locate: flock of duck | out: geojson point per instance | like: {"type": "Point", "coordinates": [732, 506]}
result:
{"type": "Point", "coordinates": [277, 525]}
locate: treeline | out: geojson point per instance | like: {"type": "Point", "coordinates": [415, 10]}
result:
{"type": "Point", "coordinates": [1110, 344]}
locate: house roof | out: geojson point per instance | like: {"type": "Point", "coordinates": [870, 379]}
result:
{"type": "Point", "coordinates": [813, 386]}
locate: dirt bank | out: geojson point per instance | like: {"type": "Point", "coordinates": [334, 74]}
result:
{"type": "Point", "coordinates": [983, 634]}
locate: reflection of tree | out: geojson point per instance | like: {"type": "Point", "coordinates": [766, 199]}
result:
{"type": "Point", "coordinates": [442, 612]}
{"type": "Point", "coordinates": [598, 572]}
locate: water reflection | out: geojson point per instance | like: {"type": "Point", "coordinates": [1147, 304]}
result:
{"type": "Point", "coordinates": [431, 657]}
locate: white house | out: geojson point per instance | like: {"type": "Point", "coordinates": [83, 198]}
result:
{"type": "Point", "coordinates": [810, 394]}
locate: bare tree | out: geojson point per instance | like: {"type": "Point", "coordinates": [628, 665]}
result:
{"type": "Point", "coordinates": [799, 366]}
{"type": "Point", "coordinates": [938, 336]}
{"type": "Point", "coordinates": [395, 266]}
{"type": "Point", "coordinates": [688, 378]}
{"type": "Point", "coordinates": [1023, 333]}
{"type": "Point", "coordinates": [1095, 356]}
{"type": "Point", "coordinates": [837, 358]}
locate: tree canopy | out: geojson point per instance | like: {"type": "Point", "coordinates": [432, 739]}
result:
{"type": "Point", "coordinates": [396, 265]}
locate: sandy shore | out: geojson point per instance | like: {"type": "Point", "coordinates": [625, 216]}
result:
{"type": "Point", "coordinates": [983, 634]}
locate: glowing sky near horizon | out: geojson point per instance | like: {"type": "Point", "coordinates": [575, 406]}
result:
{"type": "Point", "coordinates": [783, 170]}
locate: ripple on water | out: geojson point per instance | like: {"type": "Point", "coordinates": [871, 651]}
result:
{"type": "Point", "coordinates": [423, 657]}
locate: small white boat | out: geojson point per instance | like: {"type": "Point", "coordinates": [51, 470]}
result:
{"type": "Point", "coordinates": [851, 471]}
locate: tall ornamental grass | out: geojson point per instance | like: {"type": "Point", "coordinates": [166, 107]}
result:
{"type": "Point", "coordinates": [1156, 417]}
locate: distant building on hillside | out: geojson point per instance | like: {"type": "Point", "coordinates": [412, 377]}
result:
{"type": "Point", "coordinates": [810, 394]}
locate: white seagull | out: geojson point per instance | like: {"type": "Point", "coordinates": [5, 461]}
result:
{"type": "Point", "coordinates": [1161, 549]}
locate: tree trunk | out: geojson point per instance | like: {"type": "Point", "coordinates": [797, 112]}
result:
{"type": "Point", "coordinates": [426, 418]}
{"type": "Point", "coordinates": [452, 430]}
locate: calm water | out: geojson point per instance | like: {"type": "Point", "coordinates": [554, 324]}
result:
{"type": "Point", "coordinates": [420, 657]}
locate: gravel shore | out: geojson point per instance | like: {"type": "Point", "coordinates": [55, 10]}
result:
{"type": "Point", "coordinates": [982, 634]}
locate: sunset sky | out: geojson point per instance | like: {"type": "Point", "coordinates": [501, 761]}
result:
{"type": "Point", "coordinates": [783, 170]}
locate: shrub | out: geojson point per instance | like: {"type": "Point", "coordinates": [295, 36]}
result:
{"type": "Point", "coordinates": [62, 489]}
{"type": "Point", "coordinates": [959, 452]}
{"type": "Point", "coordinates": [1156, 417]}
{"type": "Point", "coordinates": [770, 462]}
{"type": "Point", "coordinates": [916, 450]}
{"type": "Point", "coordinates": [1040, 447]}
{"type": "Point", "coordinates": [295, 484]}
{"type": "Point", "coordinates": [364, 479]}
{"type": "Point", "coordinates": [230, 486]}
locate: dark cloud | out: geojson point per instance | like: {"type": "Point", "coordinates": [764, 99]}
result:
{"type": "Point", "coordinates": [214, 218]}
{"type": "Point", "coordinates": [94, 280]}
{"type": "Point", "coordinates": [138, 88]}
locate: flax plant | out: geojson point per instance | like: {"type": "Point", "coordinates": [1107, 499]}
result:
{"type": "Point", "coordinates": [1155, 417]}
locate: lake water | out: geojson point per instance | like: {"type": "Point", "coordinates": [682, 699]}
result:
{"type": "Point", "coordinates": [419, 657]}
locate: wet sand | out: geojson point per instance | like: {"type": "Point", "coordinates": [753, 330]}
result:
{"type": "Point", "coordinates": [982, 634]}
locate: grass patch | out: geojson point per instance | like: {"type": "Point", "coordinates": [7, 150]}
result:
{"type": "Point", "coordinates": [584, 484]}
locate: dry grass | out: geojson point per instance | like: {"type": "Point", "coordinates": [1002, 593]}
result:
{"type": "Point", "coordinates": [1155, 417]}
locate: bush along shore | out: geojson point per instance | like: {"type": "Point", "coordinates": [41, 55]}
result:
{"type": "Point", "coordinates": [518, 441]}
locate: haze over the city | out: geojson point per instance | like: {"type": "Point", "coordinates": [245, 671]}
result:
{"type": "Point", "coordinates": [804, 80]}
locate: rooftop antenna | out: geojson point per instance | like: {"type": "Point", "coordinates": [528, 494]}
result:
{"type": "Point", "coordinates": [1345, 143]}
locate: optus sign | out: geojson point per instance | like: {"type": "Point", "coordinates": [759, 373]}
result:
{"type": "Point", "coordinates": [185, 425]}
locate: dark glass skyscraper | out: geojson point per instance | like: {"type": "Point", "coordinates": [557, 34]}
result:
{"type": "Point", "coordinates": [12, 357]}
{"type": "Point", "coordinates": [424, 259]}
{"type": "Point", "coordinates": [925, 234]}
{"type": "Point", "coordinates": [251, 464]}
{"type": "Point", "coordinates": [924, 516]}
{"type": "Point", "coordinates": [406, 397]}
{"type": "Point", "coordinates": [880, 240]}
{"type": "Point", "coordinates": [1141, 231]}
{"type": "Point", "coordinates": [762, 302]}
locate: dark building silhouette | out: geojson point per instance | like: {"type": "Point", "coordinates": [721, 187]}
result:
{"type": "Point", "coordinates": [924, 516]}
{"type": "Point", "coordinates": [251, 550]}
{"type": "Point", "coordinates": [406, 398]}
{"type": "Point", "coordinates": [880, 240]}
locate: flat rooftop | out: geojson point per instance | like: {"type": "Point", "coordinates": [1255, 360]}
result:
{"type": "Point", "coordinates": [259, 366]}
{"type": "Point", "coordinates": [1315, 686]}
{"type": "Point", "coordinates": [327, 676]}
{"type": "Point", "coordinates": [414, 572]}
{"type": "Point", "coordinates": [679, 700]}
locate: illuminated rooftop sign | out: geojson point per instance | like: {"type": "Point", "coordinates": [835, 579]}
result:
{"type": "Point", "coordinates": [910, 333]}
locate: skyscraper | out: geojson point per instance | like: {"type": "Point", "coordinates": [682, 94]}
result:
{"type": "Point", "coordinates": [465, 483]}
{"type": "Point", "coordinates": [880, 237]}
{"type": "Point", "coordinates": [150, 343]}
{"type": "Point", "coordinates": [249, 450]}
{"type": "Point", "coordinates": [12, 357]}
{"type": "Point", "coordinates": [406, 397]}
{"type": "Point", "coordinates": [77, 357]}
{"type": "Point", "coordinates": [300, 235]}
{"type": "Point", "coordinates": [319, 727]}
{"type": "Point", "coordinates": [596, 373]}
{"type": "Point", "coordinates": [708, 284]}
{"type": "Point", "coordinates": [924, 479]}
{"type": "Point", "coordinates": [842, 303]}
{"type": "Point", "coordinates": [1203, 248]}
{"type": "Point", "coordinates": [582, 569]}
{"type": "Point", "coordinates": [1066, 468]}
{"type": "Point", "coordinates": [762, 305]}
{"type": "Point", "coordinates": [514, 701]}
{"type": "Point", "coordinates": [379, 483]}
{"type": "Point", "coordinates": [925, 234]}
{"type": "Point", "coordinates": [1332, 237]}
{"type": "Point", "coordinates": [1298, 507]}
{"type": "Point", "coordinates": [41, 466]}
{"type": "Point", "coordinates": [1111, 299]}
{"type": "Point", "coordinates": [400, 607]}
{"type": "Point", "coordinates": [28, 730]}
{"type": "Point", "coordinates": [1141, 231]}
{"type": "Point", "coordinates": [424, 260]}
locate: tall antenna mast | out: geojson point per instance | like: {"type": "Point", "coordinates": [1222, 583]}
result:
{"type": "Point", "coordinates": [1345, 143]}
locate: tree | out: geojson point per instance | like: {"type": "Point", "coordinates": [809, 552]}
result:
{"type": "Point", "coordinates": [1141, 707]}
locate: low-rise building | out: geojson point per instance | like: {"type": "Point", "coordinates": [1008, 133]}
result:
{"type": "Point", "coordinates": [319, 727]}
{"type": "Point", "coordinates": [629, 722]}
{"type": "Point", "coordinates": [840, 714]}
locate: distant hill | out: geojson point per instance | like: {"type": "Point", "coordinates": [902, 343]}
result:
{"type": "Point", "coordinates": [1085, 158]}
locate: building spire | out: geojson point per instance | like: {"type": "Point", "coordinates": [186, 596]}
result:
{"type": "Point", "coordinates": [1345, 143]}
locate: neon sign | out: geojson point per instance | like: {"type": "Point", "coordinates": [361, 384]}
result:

-- Given problem --
Reproduce only the lines running from the one with "locate: tall antenna" through the final line of the listing above, both ends included.

-- Response for this exercise --
locate: tall antenna mast | out: geojson point per instance | like: {"type": "Point", "coordinates": [1222, 583]}
result:
{"type": "Point", "coordinates": [1345, 143]}
locate: tree | out: geojson point per instance | like: {"type": "Point", "coordinates": [809, 552]}
result:
{"type": "Point", "coordinates": [1141, 707]}
locate: low-rise building | out: geojson point per instance | like: {"type": "Point", "coordinates": [1008, 133]}
result:
{"type": "Point", "coordinates": [319, 727]}
{"type": "Point", "coordinates": [629, 722]}
{"type": "Point", "coordinates": [840, 714]}
locate: distant hill | out: geojson point per instance | like: {"type": "Point", "coordinates": [902, 343]}
result:
{"type": "Point", "coordinates": [1085, 158]}
locate: building spire | out: geojson point per instance | like: {"type": "Point", "coordinates": [186, 596]}
result:
{"type": "Point", "coordinates": [1345, 143]}
locate: neon sign | out: geojson point per instance | like: {"type": "Point", "coordinates": [361, 384]}
result:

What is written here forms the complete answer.